- **GOAL**
Print exactly, and only, the lines running from the line containing "Annotation guideline: every instance of the plant stem" through the end of the records below.

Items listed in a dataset
>>>>

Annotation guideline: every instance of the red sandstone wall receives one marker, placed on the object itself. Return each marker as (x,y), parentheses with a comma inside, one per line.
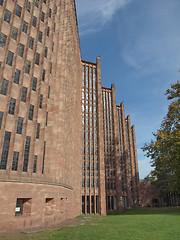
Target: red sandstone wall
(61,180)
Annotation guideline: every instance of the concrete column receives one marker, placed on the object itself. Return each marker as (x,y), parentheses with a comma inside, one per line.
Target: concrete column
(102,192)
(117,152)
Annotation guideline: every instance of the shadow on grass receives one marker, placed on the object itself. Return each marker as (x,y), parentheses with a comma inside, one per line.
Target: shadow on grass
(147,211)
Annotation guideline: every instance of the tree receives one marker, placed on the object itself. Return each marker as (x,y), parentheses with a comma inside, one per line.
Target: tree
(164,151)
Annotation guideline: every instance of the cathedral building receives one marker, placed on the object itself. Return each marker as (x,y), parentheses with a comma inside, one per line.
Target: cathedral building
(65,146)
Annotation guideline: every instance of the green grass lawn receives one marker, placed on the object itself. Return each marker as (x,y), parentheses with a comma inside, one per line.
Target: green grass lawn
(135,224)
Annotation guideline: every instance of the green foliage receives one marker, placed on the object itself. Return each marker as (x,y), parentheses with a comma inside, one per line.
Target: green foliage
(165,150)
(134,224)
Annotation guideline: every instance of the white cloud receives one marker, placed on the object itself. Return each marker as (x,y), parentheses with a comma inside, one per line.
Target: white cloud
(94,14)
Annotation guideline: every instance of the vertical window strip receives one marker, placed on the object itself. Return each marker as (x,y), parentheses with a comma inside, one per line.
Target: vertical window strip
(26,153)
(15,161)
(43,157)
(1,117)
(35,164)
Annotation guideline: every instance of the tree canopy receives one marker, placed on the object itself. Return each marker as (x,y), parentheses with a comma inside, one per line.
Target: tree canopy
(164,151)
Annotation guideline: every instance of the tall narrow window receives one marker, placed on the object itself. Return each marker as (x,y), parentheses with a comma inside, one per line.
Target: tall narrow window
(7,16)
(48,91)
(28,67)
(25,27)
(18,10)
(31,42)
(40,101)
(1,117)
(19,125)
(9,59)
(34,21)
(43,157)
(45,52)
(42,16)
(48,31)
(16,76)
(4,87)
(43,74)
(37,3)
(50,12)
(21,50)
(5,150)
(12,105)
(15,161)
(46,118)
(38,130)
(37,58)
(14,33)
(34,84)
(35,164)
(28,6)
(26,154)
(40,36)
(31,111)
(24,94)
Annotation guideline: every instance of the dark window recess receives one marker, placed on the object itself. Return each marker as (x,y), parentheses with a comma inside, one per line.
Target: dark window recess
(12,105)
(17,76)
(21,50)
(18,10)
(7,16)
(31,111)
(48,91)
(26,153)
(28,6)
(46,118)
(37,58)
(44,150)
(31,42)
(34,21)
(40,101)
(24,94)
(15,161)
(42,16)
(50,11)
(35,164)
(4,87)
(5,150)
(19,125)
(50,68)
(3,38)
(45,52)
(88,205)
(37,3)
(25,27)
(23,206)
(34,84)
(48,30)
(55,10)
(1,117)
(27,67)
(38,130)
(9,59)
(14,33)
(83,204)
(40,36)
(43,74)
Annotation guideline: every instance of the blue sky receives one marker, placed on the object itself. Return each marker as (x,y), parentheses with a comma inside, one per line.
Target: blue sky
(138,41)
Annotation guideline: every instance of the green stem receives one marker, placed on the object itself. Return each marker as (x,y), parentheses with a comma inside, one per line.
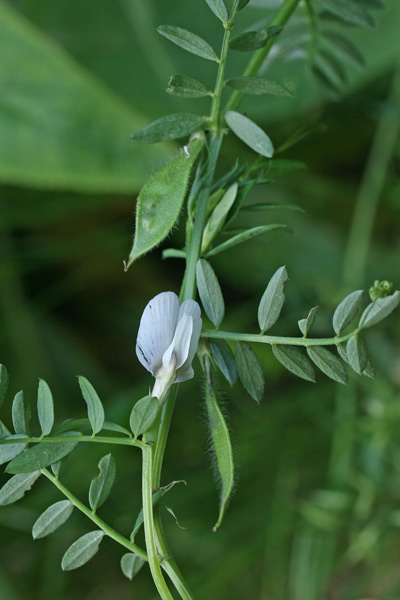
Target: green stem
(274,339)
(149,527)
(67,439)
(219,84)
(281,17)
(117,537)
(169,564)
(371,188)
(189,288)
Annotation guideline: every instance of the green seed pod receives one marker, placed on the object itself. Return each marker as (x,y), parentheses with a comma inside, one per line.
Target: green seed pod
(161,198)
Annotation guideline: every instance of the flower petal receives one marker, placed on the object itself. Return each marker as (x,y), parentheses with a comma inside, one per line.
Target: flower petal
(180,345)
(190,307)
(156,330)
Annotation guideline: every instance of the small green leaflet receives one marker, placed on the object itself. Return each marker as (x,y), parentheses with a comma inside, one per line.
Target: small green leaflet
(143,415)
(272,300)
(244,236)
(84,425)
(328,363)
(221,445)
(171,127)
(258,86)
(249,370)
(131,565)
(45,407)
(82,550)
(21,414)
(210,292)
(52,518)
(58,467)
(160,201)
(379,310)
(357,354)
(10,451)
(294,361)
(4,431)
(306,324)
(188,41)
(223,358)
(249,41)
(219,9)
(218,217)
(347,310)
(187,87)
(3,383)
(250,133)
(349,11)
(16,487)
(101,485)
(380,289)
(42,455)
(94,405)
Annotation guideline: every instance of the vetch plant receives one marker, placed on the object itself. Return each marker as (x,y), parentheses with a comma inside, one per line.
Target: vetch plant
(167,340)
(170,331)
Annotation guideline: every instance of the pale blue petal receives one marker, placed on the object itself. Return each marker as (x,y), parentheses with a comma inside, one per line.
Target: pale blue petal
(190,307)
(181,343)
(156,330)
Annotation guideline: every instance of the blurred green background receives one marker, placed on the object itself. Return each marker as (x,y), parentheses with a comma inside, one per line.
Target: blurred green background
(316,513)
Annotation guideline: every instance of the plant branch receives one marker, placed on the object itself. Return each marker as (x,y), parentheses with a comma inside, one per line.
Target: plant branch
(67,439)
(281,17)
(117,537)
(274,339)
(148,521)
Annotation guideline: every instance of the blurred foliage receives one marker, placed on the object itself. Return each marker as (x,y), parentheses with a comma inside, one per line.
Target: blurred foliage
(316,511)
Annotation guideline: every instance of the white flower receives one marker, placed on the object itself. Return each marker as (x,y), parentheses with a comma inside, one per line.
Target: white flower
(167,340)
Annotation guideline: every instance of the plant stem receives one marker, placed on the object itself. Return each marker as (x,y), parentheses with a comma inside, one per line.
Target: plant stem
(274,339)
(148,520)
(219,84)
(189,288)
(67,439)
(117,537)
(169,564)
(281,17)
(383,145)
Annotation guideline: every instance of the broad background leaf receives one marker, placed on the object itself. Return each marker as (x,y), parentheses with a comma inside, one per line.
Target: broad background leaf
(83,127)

<<<<

- **FINAL ANSWER**
Annotation guideline: every instance of the plant stem receives one marker, placed on the object itself. Return each marker as (x,y), parentheses with a comma inside, one per line.
Target: plant stem
(274,339)
(148,520)
(219,84)
(189,288)
(67,439)
(117,537)
(169,564)
(281,17)
(383,145)
Annotation guideline: every instance of the broad background leaf receives one marker, placed on the object itself. Return each marker as (x,y), parentheses with a comma inside, one per line.
Target: broad background leaf
(83,127)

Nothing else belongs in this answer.